* [Passage shown]
1. The parable of the wild – vine (Is. 5:1-13).

The parable found in Is. 5:1-13 is an apt example for explaining the fall of man. God was waiting to see good fruit. But it yielded evil and unjust fruit. “Woe to those who rise early in the morning to run after their drinks, who stay up late at night till they are inflamed with wine” (Is. 5:11). This is his vision of the society. The main aim for us is to yield good fruit (Lk. 13:6-9, Matt. 7:16-23; Jn. 15:16; Mk. 11: 12-14).

2.  A call for repentance (1 Cor. 1:10-18, Eph. 3:1-7)

Jesus taught that the places like Korazin, Bethsaida and Sidon should repent where a lot of miracles have happened (Matt. 11:20-24). John the Baptist preached to produce fruit in keeping with repentance (Matt. 3:8). Following this, Jesus and the apostles taught the same thing. Repentance is the turning of the fallen creation back to God. Life needs to be transformed. The prophets of the Old Testament and the apostles of the New Testament also preached ‘repentance’. 

3.  Come back to the Gospel of Christ (Gal. 1:5-10) 

Paul has used the phrase ‘another’ or ‘different’ in many places – different Gospel, another Christ, different spirit (2 Cor. 11:4). Todays Christianity also reveals these traits. People are following another Christ who is not in the Gospels or another Gospel that is not found in the New Testament. Unless we come back to ‘the Christ of the gospels and his message’, there is no freedom to the creation which is under the corruption of sin.

* [Exercise directions] Write out the Bible study passage word for word from "Jesus taught that" to "also preached ‘repentance’.".

* [Data excerpt]

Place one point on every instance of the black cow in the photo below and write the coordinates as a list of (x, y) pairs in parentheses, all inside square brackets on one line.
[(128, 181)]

* [Solution]
Jesus taught that the places like Korazin, Bethsaida and Sidon should repent where a lot of miracles have happened (Matt. 11:20-24). John the Baptist preached to produce fruit in keeping with repentance (Matt. 3:8). Following this, Jesus and the apostles taught the same thing. Repentance is the turning of the fallen creation back to God. Life needs to be transformed. The prophets of the Old Testament and the apostles of the New Testament also preached ‘repentance’.